→ **TEXT TO READ**:
You’ve got to keep your eyes on the road. Never know what you may be following.
The production of meat, dairy and eggs is sufficient for the country’s needs. Meaning Iceland does not have to import these goods. Despite a seemingly uncultivable environment, Iceland grows over half of its own vegetable produce, all with 100% green renewable energy. Crops such as potatoes, rhubarb, turnips, radishes, carrots, cabbage, kale and cauliflower to name a few. Subtropical crops such as tomatoes, cucumbers, pepper and bananas (yes, bananas) are grown in greenhouses.
Let’s talk stark beauty.
While not ‘pretty’ in a traditional sense, the landscape can change in a blink of an eye.
Eric was a little worried about the weather, but up to now there were no issues.
Occasionally you would come upon a car – and pass them.
We were driving between ranges, meandering along route 1. A few guidebooks called this boring and a few suggested driving this first and save the ‘best’ (south Iceland) until last. I like our route and direction.

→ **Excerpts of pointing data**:
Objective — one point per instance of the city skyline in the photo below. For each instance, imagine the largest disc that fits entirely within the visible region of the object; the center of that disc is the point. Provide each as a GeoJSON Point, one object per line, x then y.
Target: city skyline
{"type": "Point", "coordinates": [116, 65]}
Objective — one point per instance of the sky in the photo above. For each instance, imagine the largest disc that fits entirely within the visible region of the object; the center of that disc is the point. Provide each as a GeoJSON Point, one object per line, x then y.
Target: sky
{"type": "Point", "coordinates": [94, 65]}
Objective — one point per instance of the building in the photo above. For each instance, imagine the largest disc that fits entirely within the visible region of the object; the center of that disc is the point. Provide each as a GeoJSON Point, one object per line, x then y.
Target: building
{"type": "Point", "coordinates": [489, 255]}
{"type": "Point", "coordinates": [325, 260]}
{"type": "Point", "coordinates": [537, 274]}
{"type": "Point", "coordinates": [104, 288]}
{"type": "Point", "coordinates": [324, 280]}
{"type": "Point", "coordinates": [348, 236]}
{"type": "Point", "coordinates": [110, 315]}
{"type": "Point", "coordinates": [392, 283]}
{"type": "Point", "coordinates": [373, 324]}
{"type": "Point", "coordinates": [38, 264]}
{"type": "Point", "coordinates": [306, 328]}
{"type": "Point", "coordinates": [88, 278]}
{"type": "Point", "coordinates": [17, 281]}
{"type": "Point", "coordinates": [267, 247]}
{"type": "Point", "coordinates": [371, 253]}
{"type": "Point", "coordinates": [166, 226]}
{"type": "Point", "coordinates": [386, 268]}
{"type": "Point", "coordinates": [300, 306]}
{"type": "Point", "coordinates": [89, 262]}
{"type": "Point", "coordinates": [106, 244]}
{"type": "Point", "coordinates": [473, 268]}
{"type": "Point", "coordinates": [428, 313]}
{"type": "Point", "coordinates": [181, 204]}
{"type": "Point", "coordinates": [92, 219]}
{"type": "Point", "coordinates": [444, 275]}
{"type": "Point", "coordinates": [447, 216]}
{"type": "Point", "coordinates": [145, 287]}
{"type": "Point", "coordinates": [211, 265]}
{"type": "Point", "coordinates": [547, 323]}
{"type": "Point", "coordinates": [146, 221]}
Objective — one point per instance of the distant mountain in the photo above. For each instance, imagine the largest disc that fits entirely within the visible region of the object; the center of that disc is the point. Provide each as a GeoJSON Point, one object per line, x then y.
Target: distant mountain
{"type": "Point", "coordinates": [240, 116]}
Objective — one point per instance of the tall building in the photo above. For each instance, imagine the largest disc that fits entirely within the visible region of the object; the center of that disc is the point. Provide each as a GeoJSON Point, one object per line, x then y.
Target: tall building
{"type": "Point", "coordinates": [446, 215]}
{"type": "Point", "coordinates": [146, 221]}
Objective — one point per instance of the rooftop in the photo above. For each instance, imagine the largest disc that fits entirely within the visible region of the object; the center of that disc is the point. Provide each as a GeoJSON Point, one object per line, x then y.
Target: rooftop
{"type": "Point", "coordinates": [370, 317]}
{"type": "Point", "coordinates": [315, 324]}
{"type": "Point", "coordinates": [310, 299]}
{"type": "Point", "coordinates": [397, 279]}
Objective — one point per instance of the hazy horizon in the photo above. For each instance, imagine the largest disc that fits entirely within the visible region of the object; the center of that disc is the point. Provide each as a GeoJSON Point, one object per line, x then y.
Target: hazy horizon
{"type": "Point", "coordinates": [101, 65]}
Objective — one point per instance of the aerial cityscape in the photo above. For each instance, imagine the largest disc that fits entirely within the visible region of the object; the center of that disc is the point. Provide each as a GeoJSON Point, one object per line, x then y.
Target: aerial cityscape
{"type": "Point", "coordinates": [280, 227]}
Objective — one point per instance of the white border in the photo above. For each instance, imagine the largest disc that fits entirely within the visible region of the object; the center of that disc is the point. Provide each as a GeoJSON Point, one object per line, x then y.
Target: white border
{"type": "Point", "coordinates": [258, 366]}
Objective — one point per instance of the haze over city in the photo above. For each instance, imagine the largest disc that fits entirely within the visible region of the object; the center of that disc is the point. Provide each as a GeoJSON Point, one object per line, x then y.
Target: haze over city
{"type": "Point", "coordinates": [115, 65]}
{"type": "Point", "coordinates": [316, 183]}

→ **TASK LIST**:
1. List the subtropical crops that the Iceland text says are grown in greenhouses.
2. Output the part of the rows that opens with the line containing "Objective — one point per instance of the haze" and closes with the last line of the rows, copying every line unchanged.

→ **RESULTS**:
1. tomatoes, cucumbers, pepper, bananas

2.
Objective — one point per instance of the haze over city in the photo above. For each instance, imagine the largest disc that fits entirely within the visible region of the object; the center of that disc is the point. Provide each as a GeoJSON Point, one object per line, x then y.
Target: haze over city
{"type": "Point", "coordinates": [115, 65]}
{"type": "Point", "coordinates": [316, 183]}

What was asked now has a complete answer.